• [练习内容]:
把下方各行中从含有“motif in the photo above.”的那一行到最后一行（两端都算在内）转成 JSON 字符串列表，每行一个字符串，略去空行。只处理这一段。

• [练习材料]:
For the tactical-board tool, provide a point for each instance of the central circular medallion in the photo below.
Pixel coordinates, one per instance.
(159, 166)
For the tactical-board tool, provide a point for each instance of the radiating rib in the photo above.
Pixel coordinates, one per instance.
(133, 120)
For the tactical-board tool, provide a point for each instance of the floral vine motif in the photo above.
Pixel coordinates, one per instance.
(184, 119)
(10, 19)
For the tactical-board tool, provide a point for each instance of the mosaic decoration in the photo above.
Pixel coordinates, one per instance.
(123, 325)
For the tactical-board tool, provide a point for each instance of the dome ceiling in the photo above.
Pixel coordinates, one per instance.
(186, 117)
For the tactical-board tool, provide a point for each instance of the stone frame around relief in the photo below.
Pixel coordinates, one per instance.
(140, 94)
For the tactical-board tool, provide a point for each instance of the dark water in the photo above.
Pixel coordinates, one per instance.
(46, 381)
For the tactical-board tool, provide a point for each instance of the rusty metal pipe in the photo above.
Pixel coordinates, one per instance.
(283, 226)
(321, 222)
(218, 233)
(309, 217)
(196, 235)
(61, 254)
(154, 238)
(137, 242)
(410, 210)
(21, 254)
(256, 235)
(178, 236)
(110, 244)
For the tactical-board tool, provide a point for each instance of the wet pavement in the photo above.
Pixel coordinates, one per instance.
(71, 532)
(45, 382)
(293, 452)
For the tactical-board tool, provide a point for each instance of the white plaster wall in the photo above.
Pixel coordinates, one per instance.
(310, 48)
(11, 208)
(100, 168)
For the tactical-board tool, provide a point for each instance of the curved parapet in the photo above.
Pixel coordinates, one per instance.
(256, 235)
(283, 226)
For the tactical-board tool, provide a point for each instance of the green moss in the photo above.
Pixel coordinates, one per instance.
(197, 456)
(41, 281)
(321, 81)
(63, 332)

• [作答]:
[
  "For the tactical-board tool, provide a point for each instance of the floral vine motif in the photo above.",
  "Pixel coordinates, one per instance.",
  "(184, 119)",
  "(10, 19)",
  "For the tactical-board tool, provide a point for each instance of the mosaic decoration in the photo above.",
  "Pixel coordinates, one per instance.",
  "(123, 325)",
  "For the tactical-board tool, provide a point for each instance of the dome ceiling in the photo above.",
  "Pixel coordinates, one per instance.",
  "(186, 117)",
  "For the tactical-board tool, provide a point for each instance of the stone frame around relief in the photo below.",
  "Pixel coordinates, one per instance.",
  "(140, 94)",
  "For the tactical-board tool, provide a point for each instance of the dark water in the photo above.",
  "Pixel coordinates, one per instance.",
  "(46, 381)",
  "For the tactical-board tool, provide a point for each instance of the rusty metal pipe in the photo above.",
  "Pixel coordinates, one per instance.",
  "(283, 226)",
  "(321, 222)",
  "(218, 233)",
  "(309, 217)",
  "(196, 235)",
  "(61, 254)",
  "(154, 238)",
  "(137, 242)",
  "(410, 210)",
  "(21, 254)",
  "(256, 235)",
  "(178, 236)",
  "(110, 244)",
  "For the tactical-board tool, provide a point for each instance of the wet pavement in the photo above.",
  "Pixel coordinates, one per instance.",
  "(71, 532)",
  "(45, 382)",
  "(293, 452)",
  "For the tactical-board tool, provide a point for each instance of the white plaster wall in the photo above.",
  "Pixel coordinates, one per instance.",
  "(310, 48)",
  "(11, 208)",
  "(100, 168)",
  "For the tactical-board tool, provide a point for each instance of the curved parapet in the photo above.",
  "Pixel coordinates, one per instance.",
  "(256, 235)",
  "(283, 226)",
  "For the tactical-board tool, provide a point for each instance of the green moss in the photo above.",
  "Pixel coordinates, one per instance.",
  "(197, 456)",
  "(41, 281)",
  "(321, 81)",
  "(63, 332)"
]